◆ **Задание A**
Перепиши без изменений часть записей: от строки, где есть «Target phrase = closed eye», до конца записей, обе границы включительно.

◆ **Исходный текст**
Страница 5 из 15
Модификация классических римских представлений о верховенстве императорской власти, представленная глоссаторами, на деле оборачивалась ее более или менее последовательной лимитацией. При этом соседствовавшая с глоссаторами школа канонического права, инкорпорируя взгляды римских юристов в рамки церковного учения о государстве, напротив, активно способствовала расширению представлений о верховенстве папства в духовных и светских вопросах. Оставаясь на протяжении XIIXIII веков практически автономной сферой, каноническое право активно использовало наследие глоссаторов, особенно в тех случаях, когда духовная власть последовательно противопоставлялась светским авторитетам. И в этом смысле вплоть до начала XIV века теория папского верховенства по своим интеллектуальным ресурсам во многом превосходила своего основного контрагента[27]. Затем не без влияния известных политических процессов диалог между легистами и канонистами приобрел не только конструктивный оттенок, но и взаимообогащающий характер. Куда более разнообразные формулы и определения, используемые для характеристики всеобщего верховенства пап, стали активно осваиваться и для демонстрации соответствующих компетенций императорской власти[28].

◆ **Исходные записи**
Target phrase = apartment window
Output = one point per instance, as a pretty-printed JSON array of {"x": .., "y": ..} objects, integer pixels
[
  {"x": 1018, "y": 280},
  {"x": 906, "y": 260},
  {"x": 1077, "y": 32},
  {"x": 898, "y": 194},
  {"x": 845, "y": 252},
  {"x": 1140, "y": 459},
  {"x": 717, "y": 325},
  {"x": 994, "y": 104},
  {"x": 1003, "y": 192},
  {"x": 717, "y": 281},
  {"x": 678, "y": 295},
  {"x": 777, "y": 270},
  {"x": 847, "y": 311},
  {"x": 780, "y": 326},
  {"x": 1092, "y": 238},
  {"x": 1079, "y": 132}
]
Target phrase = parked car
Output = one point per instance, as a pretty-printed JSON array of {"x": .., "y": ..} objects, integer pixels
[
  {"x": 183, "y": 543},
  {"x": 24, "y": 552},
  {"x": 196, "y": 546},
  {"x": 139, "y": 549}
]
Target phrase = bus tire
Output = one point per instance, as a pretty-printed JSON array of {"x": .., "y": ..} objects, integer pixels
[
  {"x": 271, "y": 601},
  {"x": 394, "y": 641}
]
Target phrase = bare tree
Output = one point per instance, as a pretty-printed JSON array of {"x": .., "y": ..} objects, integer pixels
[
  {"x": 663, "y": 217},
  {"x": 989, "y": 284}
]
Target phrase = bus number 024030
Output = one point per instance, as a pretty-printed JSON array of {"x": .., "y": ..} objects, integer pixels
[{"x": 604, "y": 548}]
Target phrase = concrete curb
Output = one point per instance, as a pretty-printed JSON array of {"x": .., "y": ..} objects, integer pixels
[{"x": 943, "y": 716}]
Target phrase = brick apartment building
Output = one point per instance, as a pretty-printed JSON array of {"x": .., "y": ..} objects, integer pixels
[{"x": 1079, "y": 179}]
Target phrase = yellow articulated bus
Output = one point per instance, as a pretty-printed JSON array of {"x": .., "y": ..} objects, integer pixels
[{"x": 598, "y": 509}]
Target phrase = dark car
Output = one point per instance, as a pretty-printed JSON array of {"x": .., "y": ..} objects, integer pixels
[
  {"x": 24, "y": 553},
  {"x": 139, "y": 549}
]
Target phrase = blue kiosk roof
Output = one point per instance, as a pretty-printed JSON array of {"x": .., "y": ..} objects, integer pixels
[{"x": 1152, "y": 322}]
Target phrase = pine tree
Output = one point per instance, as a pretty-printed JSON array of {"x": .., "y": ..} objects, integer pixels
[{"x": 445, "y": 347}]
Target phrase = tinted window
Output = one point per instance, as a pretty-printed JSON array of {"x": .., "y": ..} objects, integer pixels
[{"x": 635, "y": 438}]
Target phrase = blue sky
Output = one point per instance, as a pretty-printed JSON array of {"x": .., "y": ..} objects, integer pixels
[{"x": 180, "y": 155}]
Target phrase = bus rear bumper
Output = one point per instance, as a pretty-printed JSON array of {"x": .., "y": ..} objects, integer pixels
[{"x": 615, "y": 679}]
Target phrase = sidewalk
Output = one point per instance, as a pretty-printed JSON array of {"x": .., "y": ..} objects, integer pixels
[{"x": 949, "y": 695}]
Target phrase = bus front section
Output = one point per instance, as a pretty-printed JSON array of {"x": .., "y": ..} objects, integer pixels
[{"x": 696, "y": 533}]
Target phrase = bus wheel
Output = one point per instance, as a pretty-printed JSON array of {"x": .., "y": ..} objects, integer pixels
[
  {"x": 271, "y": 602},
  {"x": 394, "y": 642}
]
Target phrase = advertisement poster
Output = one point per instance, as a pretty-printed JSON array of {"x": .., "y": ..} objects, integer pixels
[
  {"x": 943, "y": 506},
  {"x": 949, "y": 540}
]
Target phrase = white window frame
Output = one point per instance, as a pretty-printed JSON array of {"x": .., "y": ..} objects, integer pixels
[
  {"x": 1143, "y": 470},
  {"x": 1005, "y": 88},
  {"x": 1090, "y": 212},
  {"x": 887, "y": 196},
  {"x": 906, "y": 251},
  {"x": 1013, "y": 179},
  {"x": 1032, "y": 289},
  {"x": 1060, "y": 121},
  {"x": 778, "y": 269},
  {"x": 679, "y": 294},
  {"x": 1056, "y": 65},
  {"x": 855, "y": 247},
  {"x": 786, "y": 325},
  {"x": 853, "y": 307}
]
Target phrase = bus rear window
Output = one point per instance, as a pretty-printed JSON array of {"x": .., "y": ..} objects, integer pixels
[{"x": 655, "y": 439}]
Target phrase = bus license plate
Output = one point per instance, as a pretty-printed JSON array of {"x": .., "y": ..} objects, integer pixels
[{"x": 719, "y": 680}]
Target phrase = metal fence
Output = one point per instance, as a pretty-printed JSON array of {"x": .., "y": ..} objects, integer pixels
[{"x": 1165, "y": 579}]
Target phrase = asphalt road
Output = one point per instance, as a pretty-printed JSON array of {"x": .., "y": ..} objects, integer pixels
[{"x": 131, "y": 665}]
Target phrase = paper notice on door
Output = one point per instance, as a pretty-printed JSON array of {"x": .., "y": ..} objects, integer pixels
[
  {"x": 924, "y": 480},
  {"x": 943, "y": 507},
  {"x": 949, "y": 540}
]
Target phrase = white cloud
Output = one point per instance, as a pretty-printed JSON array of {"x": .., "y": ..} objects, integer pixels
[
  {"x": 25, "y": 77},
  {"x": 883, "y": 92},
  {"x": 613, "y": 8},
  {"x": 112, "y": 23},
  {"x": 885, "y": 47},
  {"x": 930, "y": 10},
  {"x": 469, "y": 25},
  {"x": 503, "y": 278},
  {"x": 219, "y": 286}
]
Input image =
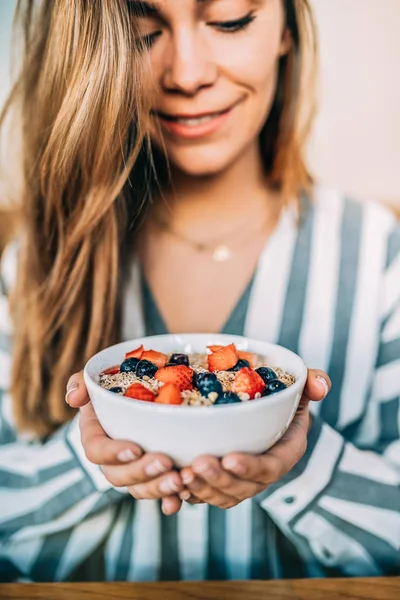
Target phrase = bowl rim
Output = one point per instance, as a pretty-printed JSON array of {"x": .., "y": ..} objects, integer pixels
[{"x": 198, "y": 410}]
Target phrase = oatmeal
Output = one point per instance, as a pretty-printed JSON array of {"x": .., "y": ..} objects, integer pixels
[{"x": 224, "y": 375}]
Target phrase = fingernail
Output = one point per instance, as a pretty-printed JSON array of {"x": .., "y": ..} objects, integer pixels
[
  {"x": 155, "y": 468},
  {"x": 126, "y": 455},
  {"x": 165, "y": 509},
  {"x": 72, "y": 387},
  {"x": 233, "y": 465},
  {"x": 187, "y": 478},
  {"x": 185, "y": 495},
  {"x": 200, "y": 467},
  {"x": 167, "y": 486},
  {"x": 211, "y": 473},
  {"x": 324, "y": 384}
]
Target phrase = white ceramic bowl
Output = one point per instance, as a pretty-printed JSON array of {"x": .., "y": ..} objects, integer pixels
[{"x": 185, "y": 432}]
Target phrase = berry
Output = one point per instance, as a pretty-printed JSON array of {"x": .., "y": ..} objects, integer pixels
[
  {"x": 179, "y": 359},
  {"x": 158, "y": 358},
  {"x": 111, "y": 370},
  {"x": 215, "y": 348},
  {"x": 223, "y": 359},
  {"x": 135, "y": 353},
  {"x": 146, "y": 368},
  {"x": 169, "y": 394},
  {"x": 207, "y": 383},
  {"x": 273, "y": 386},
  {"x": 250, "y": 357},
  {"x": 227, "y": 398},
  {"x": 241, "y": 364},
  {"x": 139, "y": 392},
  {"x": 249, "y": 382},
  {"x": 181, "y": 375},
  {"x": 129, "y": 365},
  {"x": 266, "y": 374}
]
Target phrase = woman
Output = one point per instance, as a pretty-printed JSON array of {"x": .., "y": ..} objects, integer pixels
[{"x": 165, "y": 188}]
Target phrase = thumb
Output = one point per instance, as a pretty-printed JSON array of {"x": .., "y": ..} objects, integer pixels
[{"x": 76, "y": 395}]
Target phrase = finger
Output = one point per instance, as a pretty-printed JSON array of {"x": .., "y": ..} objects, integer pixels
[
  {"x": 171, "y": 505},
  {"x": 189, "y": 498},
  {"x": 98, "y": 447},
  {"x": 318, "y": 385},
  {"x": 159, "y": 487},
  {"x": 211, "y": 471},
  {"x": 203, "y": 491},
  {"x": 149, "y": 467},
  {"x": 76, "y": 394},
  {"x": 277, "y": 461}
]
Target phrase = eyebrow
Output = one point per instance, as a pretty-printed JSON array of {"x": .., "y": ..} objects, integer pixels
[{"x": 143, "y": 8}]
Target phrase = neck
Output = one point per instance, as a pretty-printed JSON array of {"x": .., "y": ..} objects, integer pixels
[{"x": 215, "y": 203}]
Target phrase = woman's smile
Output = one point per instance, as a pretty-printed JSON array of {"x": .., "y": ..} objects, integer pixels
[{"x": 193, "y": 126}]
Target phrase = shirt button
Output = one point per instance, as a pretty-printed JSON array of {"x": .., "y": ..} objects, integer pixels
[{"x": 290, "y": 499}]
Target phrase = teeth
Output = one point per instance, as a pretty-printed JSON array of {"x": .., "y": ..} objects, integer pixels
[{"x": 194, "y": 122}]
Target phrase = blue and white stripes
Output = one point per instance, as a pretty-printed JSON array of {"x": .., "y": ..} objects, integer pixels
[{"x": 336, "y": 301}]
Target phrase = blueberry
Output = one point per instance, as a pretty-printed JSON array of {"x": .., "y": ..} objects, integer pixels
[
  {"x": 227, "y": 398},
  {"x": 129, "y": 365},
  {"x": 241, "y": 364},
  {"x": 146, "y": 368},
  {"x": 207, "y": 383},
  {"x": 179, "y": 359},
  {"x": 266, "y": 374},
  {"x": 275, "y": 385}
]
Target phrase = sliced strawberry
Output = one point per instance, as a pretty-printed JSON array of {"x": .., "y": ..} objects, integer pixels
[
  {"x": 140, "y": 392},
  {"x": 223, "y": 359},
  {"x": 180, "y": 375},
  {"x": 157, "y": 358},
  {"x": 248, "y": 381},
  {"x": 111, "y": 370},
  {"x": 250, "y": 357},
  {"x": 215, "y": 348},
  {"x": 135, "y": 353},
  {"x": 169, "y": 394}
]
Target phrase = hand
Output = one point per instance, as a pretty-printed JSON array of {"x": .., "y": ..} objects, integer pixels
[
  {"x": 123, "y": 463},
  {"x": 227, "y": 482}
]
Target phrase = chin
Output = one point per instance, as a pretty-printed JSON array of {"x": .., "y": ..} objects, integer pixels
[{"x": 204, "y": 162}]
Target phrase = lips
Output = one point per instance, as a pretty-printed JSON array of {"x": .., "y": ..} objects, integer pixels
[{"x": 191, "y": 120}]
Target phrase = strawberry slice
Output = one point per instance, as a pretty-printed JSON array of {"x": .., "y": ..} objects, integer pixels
[
  {"x": 157, "y": 358},
  {"x": 135, "y": 353},
  {"x": 249, "y": 382},
  {"x": 215, "y": 348},
  {"x": 223, "y": 359},
  {"x": 169, "y": 394},
  {"x": 180, "y": 375},
  {"x": 111, "y": 370},
  {"x": 250, "y": 357},
  {"x": 139, "y": 392}
]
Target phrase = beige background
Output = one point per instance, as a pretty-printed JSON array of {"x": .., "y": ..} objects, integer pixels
[{"x": 356, "y": 142}]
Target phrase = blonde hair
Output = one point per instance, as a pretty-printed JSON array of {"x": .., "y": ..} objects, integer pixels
[{"x": 80, "y": 101}]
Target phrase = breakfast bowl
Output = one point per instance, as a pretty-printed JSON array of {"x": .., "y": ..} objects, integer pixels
[{"x": 185, "y": 432}]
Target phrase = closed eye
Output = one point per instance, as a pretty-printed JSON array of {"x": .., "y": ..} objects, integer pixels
[{"x": 235, "y": 25}]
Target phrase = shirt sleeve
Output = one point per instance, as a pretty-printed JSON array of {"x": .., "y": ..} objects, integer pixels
[
  {"x": 340, "y": 505},
  {"x": 45, "y": 487}
]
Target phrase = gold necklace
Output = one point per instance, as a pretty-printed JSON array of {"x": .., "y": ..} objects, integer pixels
[{"x": 219, "y": 252}]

◆ **Задание B**
Напиши продолжение текста о глоссаторах и каноническом праве, начиная сразу после его последнего предложения.

◆ **Ответ A**
Target phrase = closed eye
Output = one point per instance, as a pretty-printed JSON array of {"x": .., "y": ..} objects, integer pixels
[{"x": 235, "y": 25}]
Target phrase = shirt sleeve
Output = one point per instance, as a pretty-printed JSON array of {"x": .., "y": ..} objects, integer pixels
[
  {"x": 340, "y": 505},
  {"x": 45, "y": 487}
]
Target phrase = gold necklace
Output = one point per instance, as a pretty-printed JSON array of {"x": .., "y": ..} objects, integer pixels
[{"x": 219, "y": 252}]

◆ **Ответ B**
Начало разработки идей папского верховенства в каноническом праве было связано с поиском емких по смыслу, известных глоссаторам, но не используемых ими понятий. Очевидно, именно этим обстоятельством можно объяснить появление впоследствии широко известной триады определений «plenitudo potestatis» – «plena potestas»[29] – «libera potestas». Первый элемент триады означал полноту власти римского папы в церковных вопросах, второй, чисто технически отличаясь от первого, мыслился как «полная власть», но с оттенком – власть делегированная. Наконец, третий элемент, оставаясь производным от второго, означал «власть неограниченную», т. е. состояние, наступавшее, очевидно, в ходе реализации делегированного властного мандата.
Понятие «plenitudo potestatis» уходило своими корнями в богословскую полемику раннего Средневековья, но со временем, утратив известную актуальность, вышло из оборота и оставалось невостребованным вплоть до расцвета канонического права в начале XII века. Первоначально его использование не ограничивалось определениями папского авторитета и распространялось на характеристику особого состояния архиепископа, который после получения палия обретал «полноту» своего должностного положения (plenitudo pontificalis officii). Начиная с конца XV века, исходная двойственность этого определения будет активно эксплуатироваться в полемике между императорами и территориальными государями[30].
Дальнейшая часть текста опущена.